=== Trecho do documento ===
A vocação natural do ser humano de buscar entender sua própria estrutura e o mundo a sua volta, bem como a necessidade que sente de compreender sua relação com os demais seres, visando alcançar a paz e o bem-estar, trazem à luz, com admirável frequência, uma indagação que tem provocado reiteradas análises e estudos: como administrar a instabilidade dos próprios pensamentos, sentimentos e emoções sem perturbar os relacionamentos pessoais, sociais, profissionais ou de qualquer outra natureza?
Temos consciência de que as transformações de grande amplitude que caracterizam a sociedade atual vêm causando um impacto de proporções inéditas nas diversas formas de convívio e relacionamento. Dessa forma, as vinculações que se estabelecem entre os conteúdos internos ou pessoais e a qualidade das relações intersubjetivas remontam às origens do pensamento clássico. A sociabilidade não se estabelece em moldes padronizados; antes, reflete as múltiplas expressões do comportamento humano, em todas as épocas e em todas as culturas. Por outro lado, nos convívios mais próximos, mais íntimos, essa realidade também se verifica, surgindo daí a necessidade de aprimoramento pessoal para o estabelecimento de relações mais sólidas e dignas, quer na esfera particular, quer no âmbito coletivo.
Mais necessário que realçar a importância dessa questão é recuperar e ampliar o sentido de conceitos como conflito interno, paz interior e convívio, para que se possa compreendê-los em sua essência.
Dentre os equívocos, desvios e falhas que o ser humano comete invariavelmente ao longo de sua trajetória, aquele que traz as repercussões mais graves no tocante a sua estabilidade emocional é, sem dúvida, o distanciamento dele consigo próprio. Trata-se, em outras palavras, da inadequação da pessoa à realidade de sua situação, da desidentificação de seus pensamentos e sentimentos com sua atividade concreta, sua conduta.
=== Material fornecido ===
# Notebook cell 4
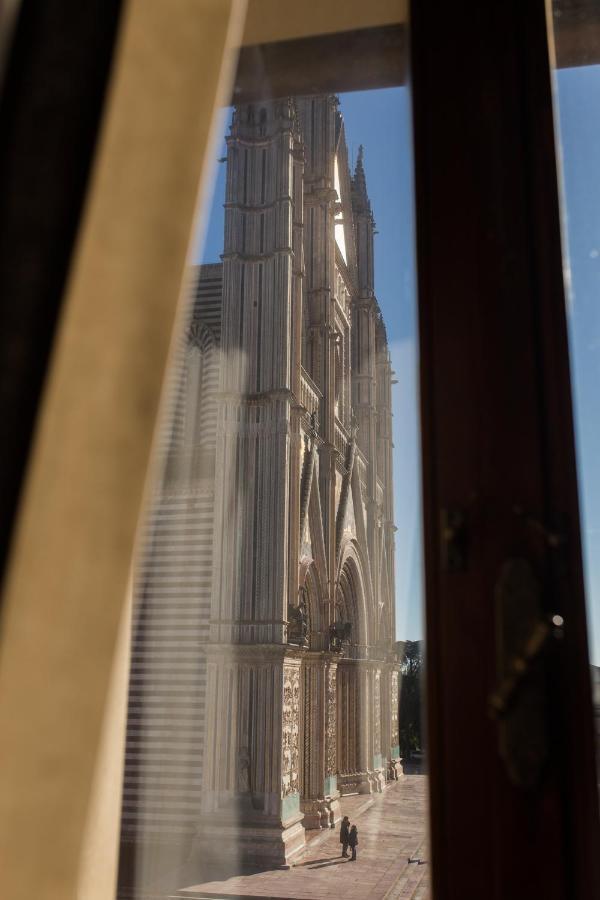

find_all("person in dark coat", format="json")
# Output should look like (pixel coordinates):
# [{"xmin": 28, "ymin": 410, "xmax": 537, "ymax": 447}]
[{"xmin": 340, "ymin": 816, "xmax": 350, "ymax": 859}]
===
=== Material fornecido ===
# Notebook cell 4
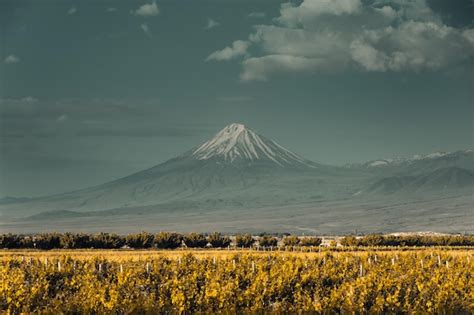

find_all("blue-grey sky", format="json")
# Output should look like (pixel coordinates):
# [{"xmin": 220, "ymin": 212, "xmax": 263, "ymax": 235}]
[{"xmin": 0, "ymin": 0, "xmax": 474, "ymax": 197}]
===
**Tarefas:**
1. Transcreva do trecho do documento a parte que começa nas palavras "Mais necessário que" e termina logo após "concreta, sua conduta.".
2. Indique se cada afirmação abaixo está de acordo com o trecho do documento, respondendo sim ou não e citando as palavras do trecho que decidem a questão.
(a) A sociabilidade se estabelece em moldes padronizados.
(b) As vinculações entre os conteúdos internos e a qualidade das relações intersubjetivas remontam às origens do pensamento clássico.
(c) O erro com repercussões mais graves para a estabilidade emocional do ser humano é o distanciamento dele consigo próprio.
3. Responda, com base no trecho do documento:
(a) Quais conceitos devem ter seu sentido recuperado e ampliado?
(b) Que tipo de relações o aprimoramento pessoal permite estabelecer?
(c) Que impacto as transformações de grande amplitude da sociedade atual vêm causando?

**Respostas:**
1.
Mais necessário que realçar a importância dessa questão é recuperar e ampliar o sentido de conceitos como conflito interno, paz interior e convívio, para que se possa compreendê-los em sua essência.
Dentre os equívocos, desvios e falhas que o ser humano comete invariavelmente ao longo de sua trajetória, aquele que traz as repercussões mais graves no tocante a sua estabilidade emocional é, sem dúvida, o distanciamento dele consigo próprio. Trata-se, em outras palavras, da inadequação da pessoa à realidade de sua situação, da desidentificação de seus pensamentos e sentimentos com sua atividade concreta, sua conduta.

2.
(a) Não: "A sociabilidade não se estabelece em moldes padronizados".
(b) Sim: "remontam às origens do pensamento clássico".
(c) Sim: "aquele que traz as repercussões mais graves no tocante a sua estabilidade emocional é, sem dúvida, o distanciamento dele consigo próprio".

3.
(a) Conflito interno, paz interior e convívio.
(b) Relações mais sólidas e dignas, quer na esfera particular, quer no âmbito coletivo.
(c) Um impacto de proporções inéditas nas diversas formas de convívio e relacionamento.